PASSAGE PROVIDED start
Assessing the Long-Term Effectiveness of Seminaries in Maximum Security Prisons

IN THE NEWS

Angola2Book released 8/6/2016
faith-radio-button

10-9-2012
Impact of Seminaries for Maximum Security Prisoners Will Be Studied By Baylor University’s Institute for Studies of Religion

[ READ THE PRESS RELEASE ]

RESEARCH UPDATE:

Images of God, Religious Involvement, and Prison Misconduct Among Inmates
Sung Joon Jang, Byron R Johnson, Joshua Hays, Grant Duwe & Michael Hallett,
Corrections (2017)

 

Bible College Participation and Prison Misconduct: A Preliminary Analysis
by Grant Duwe, Michael Hallett, Joshua Hays, Sung Joon Jang &  Byron R Johnson, Journal of Offender Rehabilitation, May 12, 2015
The Resurgence of Religion in America’s Prisons
by Byron R. Johnson and Michael Hallett,  Religions 5(3), 663-683, August 2014

An In-Depth Study of the Louisiana State Penitentiary and Darrington Prison

The Darrington Unit resembles most other maximum security prisons around the country, except for the fact that it now offers a four-year seminary within the prison. On August 29, 2011, thirty-nine prisoners were formally installed as the first class of seminarians studying to become ministers under a new program that operates within the maximum security prison. The Darrington Bible College is an extension of the Ft. Worth-based Southwestern Baptist Theological Seminary and is modeled after the Angola Bible College, a seminary based at the Louisiana State Penitentiary in Angola, Louisiana.  These two privately funded seminaries represent fascinating correctional experiments. The Baylor Institute for Studies of Religion has received funding to test the proposition that these seminaries can transform the lives of prisoners as well as the prison culture itself.  If found to be effective, the seminary model could be replicated in other prisons.
PASSAGE PROVIDED end
DATA ENTRIES start
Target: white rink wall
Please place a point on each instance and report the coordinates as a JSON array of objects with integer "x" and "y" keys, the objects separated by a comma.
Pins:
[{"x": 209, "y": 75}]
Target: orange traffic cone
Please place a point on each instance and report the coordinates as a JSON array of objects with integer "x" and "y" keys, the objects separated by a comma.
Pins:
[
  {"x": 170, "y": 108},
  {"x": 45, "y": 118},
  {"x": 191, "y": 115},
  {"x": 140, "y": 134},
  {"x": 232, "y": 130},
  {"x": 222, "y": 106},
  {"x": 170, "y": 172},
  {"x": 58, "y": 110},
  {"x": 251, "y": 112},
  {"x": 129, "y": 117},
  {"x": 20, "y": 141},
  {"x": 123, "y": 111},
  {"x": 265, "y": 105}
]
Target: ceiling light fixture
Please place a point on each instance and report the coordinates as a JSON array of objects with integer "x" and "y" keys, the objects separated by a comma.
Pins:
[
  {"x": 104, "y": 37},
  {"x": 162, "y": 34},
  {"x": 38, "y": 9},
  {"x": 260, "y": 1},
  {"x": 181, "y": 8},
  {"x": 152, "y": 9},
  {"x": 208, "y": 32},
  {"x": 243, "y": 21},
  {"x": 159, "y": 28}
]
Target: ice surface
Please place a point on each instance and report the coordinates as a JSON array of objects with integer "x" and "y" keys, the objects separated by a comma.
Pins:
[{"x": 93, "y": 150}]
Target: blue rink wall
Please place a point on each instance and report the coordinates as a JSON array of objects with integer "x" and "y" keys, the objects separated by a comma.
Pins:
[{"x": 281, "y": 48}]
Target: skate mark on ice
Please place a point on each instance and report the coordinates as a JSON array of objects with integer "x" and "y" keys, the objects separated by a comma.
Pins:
DATA ENTRIES end
» **GOALS**
[a] In the passage on prison seminaries, how many prisoners were installed as the first class of seminarians on August 29, 2011?
[b] Carry on the passage on prison seminaries from its final sentence.
The listing plays no part in the work here.

» **ANSWERS TO THE TASKS**
[a] Thirty-nine.

[b]
“Seminaries in maximum security prisons are designed to rehabilitate prisoners and transform the prison environment itself, we intend to test that proposition,” 

states Byron R. Johnson, Ph.D., director of Baylor’s ISR and Distinguished Professor of the Social Sciences and principal investigator of the project.

Sung Joon Jang, Ph.D., an associate professor of sociology at Baylor and an ISR faculty fellow is the co-principal investigator on the study.
Jang states that social science research:

is helping us understand that religious conversions can play an important role as a starting point in the process of long-term change and reform. Offenders who successfully straighten out their lives often experience a turning point or event that was pivotal in bringing them out of a criminal lifestyle. In short, research suggests offenders can and do change.”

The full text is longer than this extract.